TASK DESCRIPTION: While reading through the material below, copy each line that holds the word "Input".

(MATERIAL FOR THE TASK)

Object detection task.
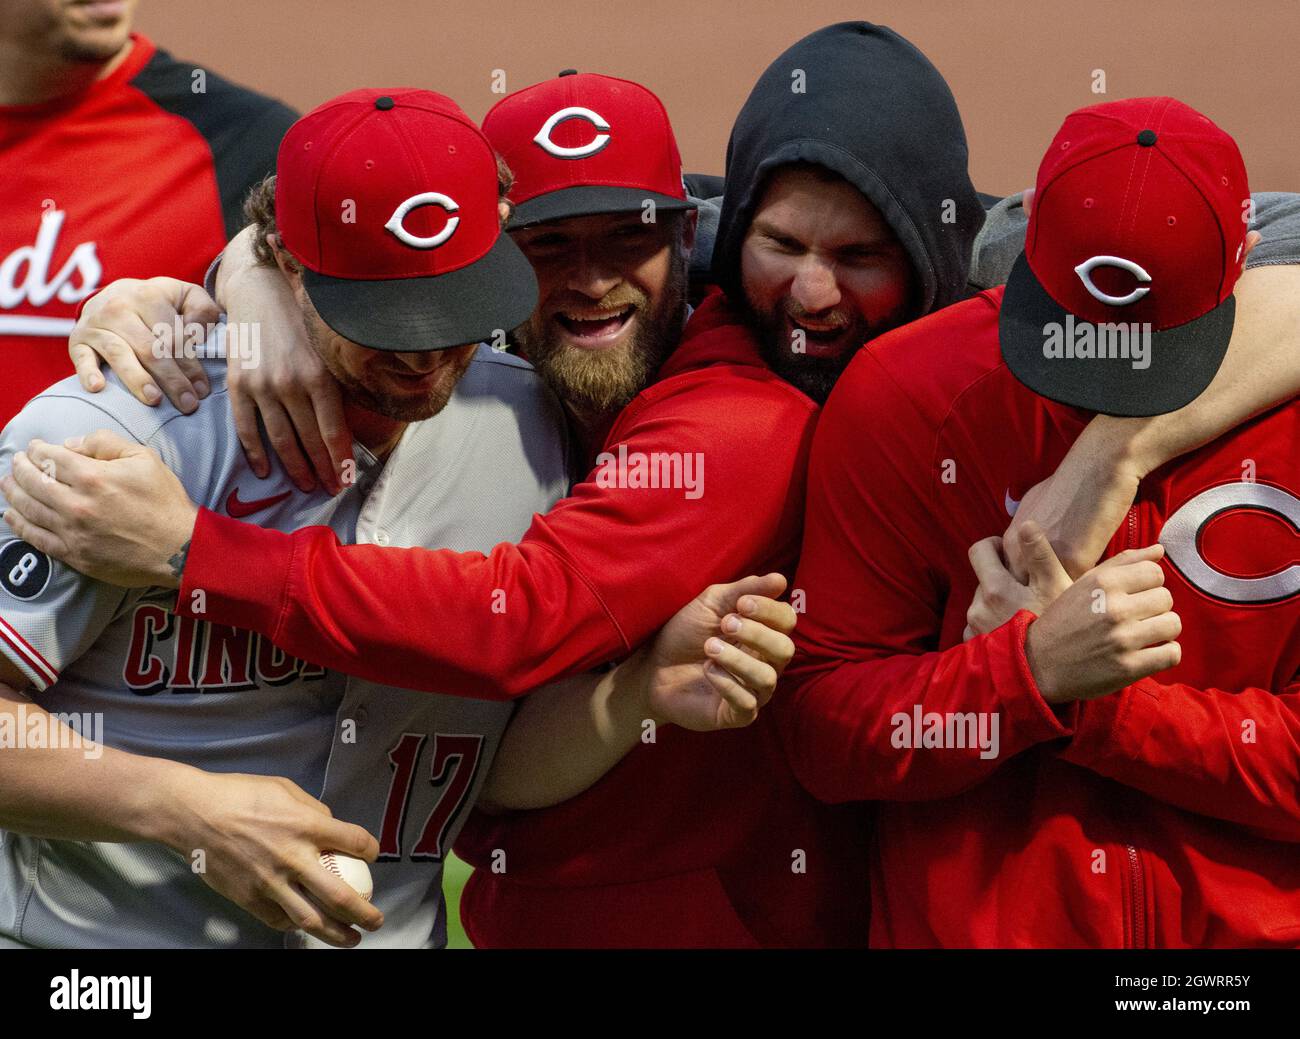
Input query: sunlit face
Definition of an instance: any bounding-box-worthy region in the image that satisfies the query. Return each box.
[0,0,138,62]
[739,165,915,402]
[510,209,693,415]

(End MATERIAL FOR THE TASK)
(MATERIAL FOR THE TASK)

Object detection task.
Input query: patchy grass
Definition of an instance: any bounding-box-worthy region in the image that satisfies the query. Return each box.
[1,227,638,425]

(End MATERIAL FOR THE TASK)
(MATERIAL FOR THE TASK)

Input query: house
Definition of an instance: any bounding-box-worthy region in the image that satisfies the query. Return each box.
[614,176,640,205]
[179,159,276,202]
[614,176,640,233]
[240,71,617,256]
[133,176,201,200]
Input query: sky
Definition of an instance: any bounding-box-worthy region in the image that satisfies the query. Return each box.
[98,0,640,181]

(End MATERIAL FOR THE TASK)

ANSWER BOX:
Input query: sunlit face
Input query: patchy grass
Input query: house
Input query: sky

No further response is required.